- _What you need to do_: Count the lines that contain the string "balloon" in the records beneath, and respond with the number only.

- _Material provided_:
######
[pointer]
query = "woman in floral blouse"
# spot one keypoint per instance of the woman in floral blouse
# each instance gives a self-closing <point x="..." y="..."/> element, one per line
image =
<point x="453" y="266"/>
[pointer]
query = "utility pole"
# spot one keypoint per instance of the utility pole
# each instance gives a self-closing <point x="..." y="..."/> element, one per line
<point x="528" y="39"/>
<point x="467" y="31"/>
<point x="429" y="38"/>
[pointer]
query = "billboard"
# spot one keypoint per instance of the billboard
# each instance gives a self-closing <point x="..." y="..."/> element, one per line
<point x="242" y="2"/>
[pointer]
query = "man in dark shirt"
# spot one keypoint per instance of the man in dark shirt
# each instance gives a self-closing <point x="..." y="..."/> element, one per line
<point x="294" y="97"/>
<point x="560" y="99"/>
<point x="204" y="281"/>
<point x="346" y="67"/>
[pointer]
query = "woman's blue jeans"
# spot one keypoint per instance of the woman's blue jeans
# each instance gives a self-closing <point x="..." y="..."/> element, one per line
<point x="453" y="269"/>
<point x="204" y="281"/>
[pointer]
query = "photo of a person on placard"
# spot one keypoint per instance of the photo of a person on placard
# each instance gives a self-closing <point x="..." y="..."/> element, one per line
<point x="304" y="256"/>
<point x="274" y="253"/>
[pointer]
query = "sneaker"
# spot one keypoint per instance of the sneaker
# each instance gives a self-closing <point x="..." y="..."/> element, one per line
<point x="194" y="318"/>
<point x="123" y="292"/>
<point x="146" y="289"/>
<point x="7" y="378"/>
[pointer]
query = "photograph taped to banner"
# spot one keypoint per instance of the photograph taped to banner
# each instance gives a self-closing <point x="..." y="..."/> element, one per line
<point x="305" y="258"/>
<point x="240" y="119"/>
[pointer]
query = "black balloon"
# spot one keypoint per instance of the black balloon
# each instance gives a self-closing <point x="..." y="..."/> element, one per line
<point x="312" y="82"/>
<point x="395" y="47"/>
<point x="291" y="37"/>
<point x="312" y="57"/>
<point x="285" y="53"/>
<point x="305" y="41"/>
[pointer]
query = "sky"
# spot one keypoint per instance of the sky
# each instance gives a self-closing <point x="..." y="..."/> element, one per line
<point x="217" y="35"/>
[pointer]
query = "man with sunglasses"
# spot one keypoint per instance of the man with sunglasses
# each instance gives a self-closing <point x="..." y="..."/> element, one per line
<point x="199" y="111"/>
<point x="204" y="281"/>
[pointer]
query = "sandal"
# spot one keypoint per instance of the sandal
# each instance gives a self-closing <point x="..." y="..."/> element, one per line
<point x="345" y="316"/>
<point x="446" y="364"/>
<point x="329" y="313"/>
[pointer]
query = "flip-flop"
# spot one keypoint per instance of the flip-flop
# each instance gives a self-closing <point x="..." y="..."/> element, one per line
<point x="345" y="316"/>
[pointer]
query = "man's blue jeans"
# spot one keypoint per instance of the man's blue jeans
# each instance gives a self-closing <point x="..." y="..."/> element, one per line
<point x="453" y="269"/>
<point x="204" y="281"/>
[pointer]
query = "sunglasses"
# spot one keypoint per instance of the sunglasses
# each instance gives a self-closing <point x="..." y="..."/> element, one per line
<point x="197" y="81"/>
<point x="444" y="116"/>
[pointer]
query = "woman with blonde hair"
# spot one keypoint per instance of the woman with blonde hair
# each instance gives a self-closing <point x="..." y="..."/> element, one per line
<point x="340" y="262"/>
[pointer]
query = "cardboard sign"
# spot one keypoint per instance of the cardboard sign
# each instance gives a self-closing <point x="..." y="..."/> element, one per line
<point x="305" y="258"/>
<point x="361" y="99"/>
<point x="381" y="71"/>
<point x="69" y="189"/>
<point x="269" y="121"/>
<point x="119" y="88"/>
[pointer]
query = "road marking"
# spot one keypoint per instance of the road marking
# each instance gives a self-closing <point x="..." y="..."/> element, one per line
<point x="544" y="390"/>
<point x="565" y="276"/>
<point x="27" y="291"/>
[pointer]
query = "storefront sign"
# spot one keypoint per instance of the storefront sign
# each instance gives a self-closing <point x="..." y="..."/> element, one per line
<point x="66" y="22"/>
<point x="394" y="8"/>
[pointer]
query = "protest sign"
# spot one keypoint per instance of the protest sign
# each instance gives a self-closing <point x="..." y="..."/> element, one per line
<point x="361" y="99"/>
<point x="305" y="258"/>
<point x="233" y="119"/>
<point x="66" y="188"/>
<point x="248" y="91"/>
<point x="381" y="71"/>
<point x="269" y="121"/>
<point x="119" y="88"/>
######
- _Solution below_: 2